■ Tasks to perform ■
1/ From the NetBSD text, quote the stretch from "This is from" through "drivers supporting poll()." word for word.
2/ List every operating system that the NetBSD text names as derived from 4.4BSD.

■ Text ■
# # # # # # #

This is from NewsForge: Understanding NetBSD 2.0's new technology
http://www.newsforge.com/article.pl?sid=04/12/22/1954233
A complete list of the changes and new features in NetBSD 2.0 can be
found in the "changes" guide, but here are the highlights:
* Native thread support has been added, based on scheduler
activations. Applications which support native threads can now take
full advantage of the high-performance NetBSD POSIX threads
implementation.
* Kernel events notification framework: kqueue provides a stateful
and efficient event notification framework. Currently supported events
include socket, file, directory, fifo, pipe, tty and device changes,
and monitoring of processes and signals. kqueue is supported by all
writable file systems in the NetBSD tree (with the exception of Coda)
and all device drivers supporting poll().
* Improvements have been made to NetBSD's Linux emulation to
support the latest Sun JDK/JRE for Linux. Testing has shown that it
now runs as well as it does on Linux natively.
* NetBSD 2.0 enforces non-executable mappings on many platforms.
This means that the process stack and heap mappings are non-executable
by default, making exploitation of potential buffer overflows harder.
NetBSD 2.0 supports PROT_EXEC permission via mmap() for all platforms
where the hardware differentiates execute access from data access,
though not necessarily with single-page granularity. When the hardware
has a larger granularity, the rule is that if any page in the larger
unit is executable, then the entire larger unit is executable,
otherwise the entire larger unit is not executable.
* The i386 port now supports SMP and has a new ACPI and power
management framework which takes advantage of Intel's ACPI
implementation.
* FreeBSD's UFS2 has been ported to NetBSD. UFS2 is an extension
to FFS, adding 64 bit block pointers and support for extended file
storage. Among other enhancements, UFS2 allows for file systems larger
than 1Terabyte.
* The systrace framework has been added to the system. systrace
monitors and controls an application's access to the system by
enforcing access policies for system calls. The systrace utility might
be used to trace an untrusted application's access to the system. In
addition, it can be used to protect the system from software bugs
(such as buffer overflows) by constraining a daemon's access to the
system. The privilege elevation feature of systrace can be used to
obviate the need to run large, untrusted programs as root when only
one or two system calls require the elevated privilege.
* Verified Exec support has been added in this release. Verified
Exec verifies a cryptographic hash before allowing execution of
binaries and scripts. This can be used to prevent a system from
running binaries or scripts which have been illegally modified or
installed. In addition, Verified Exec can also be used to limit the
use of script interpreters to authorized scripts only and disallow
interactive use.
________________________________________________________________
>From the NetBSD advocacy list:
Dispelling NetBSD myths.
------------------------
It is almost geek folklore that the various 4.4BSD derived operating
systems; FreeBSD, NetBSD, OpenBSD and DragonflyBSD are at continious
war at each other, that their development is split and that they each
work solely on a single pillar. FreeBSD adresses performance, NetBSD
portability and OpenBSD security. DragonflyBSD has yet to find a
base pillar to build the hype upon.
This document is about dispelling the myth of NetBSD. We wish to
address the portability myth and show that NetBSD first and foremost is
a UNIX operating system capable of fulfilling many tasks, including
desktop systems, servers, embedded devices, firewalls and routers.

# # # # # # #

■ Raw data ■

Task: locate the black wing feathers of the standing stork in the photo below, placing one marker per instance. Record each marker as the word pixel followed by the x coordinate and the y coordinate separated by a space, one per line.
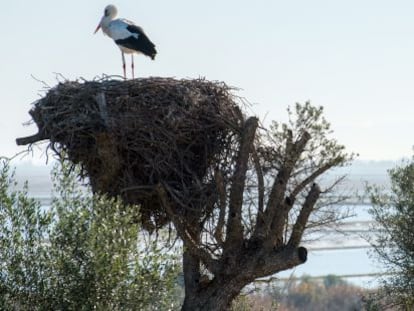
pixel 141 44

# # # # # # #

■ Answers to this exercise ■
1/
This is from NewsForge: Understanding NetBSD 2.0's new technology
http://www.newsforge.com/article.pl?sid=04/12/22/1954233
A complete list of the changes and new features in NetBSD 2.0 can be
found in the "changes" guide, but here are the highlights:
* Native thread support has been added, based on scheduler
activations. Applications which support native threads can now take
full advantage of the high-performance NetBSD POSIX threads
implementation.
* Kernel events notification framework: kqueue provides a stateful
and efficient event notification framework. Currently supported events
include socket, file, directory, fifo, pipe, tty and device changes,
and monitoring of processes and signals. kqueue is supported by all
writable file systems in the NetBSD tree (with the exception of Coda)
and all device drivers supporting poll().

2/
- FreeBSD
- NetBSD
- OpenBSD
- DragonflyBSD